SELECTED EXCERPT:
__________
Under Name Kate Chopin

Under Name Kate Chopin

1

Katherine Chopin

1851-1904

Personal Information: Family: One source spells given name Catherine; born February 8, 1851 (one source says July 12, 1850), in St. Louis, MO; died following a cerebral hemorrhage, August 22, 1904, in St. Louis, MO; daughter of Thomas (a merchant) and Eliza (Faris) O'Flaherty; married Oscar Chopin (a cotton factor), June 9, 1870 (died 1883); children: Jean, Oscar, George, Frederick, Felix, Lelia. Education: Educated in St. Louis, MO. Religion: Catholic. Place of Birth: St. Louis, MO
WRITINGS BY THE AUTHOR:

UNDER NAME KATE CHOPIN

  • At Fault (novel), Nixon-Jones Printing Co., 1890.
__________
Dataset rows:
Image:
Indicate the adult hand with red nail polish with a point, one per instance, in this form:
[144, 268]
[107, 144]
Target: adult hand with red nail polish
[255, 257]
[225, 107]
__________
THE REQUEST: Update a passage of the Kate Chopin entry: begin at the words "Personal Information: Family: One" and stop after "Printing Co., 1890.", and in that span put "trader" in place of "merchant". Draw only on the Kate Chopin entry when working through these, not on the dataset rows.

FINAL RESULT:
Personal Information: Family: One source spells given name Catherine; born February 8, 1851 (one source says July 12, 1850), in St. Louis, MO; died following a cerebral hemorrhage, August 22, 1904, in St. Louis, MO; daughter of Thomas (a trader) and Eliza (Faris) O'Flaherty; married Oscar Chopin (a cotton factor), June 9, 1870 (died 1883); children: Jean, Oscar, George, Frederick, Felix, Lelia. Education: Educated in St. Louis, MO. Religion: Catholic. Place of Birth: St. Louis, MO
WRITINGS BY THE AUTHOR:

UNDER NAME KATE CHOPIN

  • At Fault (novel), Nixon-Jones Printing Co., 1890.